## What the exercise asks
Which of the lines below hold the word "blue"? Pull each of them out.
-=-=-
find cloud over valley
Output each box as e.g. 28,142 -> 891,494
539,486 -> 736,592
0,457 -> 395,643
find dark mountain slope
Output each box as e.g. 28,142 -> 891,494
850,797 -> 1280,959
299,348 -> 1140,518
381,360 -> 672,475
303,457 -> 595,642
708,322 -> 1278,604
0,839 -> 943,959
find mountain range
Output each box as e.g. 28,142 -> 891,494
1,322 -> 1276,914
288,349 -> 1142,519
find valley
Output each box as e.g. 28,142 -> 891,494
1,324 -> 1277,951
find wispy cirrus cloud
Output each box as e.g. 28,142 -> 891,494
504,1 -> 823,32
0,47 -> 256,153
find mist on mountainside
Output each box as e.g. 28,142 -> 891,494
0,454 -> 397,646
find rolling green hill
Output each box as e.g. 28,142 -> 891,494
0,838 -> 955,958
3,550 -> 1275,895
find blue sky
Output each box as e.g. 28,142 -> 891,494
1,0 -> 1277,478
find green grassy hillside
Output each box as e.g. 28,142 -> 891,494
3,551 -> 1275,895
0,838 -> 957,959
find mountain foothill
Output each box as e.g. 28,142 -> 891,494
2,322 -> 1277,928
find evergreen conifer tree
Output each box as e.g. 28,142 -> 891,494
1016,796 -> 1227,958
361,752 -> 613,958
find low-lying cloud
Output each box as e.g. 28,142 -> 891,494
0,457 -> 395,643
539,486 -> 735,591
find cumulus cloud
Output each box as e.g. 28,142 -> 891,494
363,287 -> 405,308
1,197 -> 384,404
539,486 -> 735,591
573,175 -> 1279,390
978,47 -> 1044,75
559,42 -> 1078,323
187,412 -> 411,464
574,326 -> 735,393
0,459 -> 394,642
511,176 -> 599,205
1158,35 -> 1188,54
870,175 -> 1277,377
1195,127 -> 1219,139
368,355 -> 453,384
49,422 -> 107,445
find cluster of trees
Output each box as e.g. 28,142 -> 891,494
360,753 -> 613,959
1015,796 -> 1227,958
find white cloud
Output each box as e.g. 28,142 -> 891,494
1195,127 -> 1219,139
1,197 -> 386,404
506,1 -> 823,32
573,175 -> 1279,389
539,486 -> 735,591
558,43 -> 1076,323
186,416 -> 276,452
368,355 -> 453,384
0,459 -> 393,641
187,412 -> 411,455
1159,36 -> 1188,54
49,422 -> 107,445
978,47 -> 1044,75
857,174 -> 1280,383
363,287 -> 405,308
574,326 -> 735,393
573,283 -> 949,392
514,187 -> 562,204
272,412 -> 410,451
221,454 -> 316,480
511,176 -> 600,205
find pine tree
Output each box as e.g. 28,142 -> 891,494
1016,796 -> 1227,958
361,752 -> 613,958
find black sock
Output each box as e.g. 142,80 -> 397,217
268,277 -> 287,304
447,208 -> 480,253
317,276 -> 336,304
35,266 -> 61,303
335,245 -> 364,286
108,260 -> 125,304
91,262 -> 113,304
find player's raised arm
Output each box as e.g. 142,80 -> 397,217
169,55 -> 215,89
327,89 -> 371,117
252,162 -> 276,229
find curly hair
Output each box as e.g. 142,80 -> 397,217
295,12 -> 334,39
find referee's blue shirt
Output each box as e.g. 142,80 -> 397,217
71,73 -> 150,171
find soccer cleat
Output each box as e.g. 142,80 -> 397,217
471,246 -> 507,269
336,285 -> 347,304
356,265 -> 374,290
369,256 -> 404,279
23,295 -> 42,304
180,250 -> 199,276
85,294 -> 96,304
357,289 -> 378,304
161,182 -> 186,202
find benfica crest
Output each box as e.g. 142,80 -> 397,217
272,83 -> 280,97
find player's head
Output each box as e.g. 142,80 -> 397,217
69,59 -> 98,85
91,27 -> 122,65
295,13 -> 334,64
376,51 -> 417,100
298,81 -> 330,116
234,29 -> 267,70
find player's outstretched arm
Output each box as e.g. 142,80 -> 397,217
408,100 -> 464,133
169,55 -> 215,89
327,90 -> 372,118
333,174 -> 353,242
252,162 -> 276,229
-=-=-
## Answer to the exercise
find blue sky
find referee's blue shirt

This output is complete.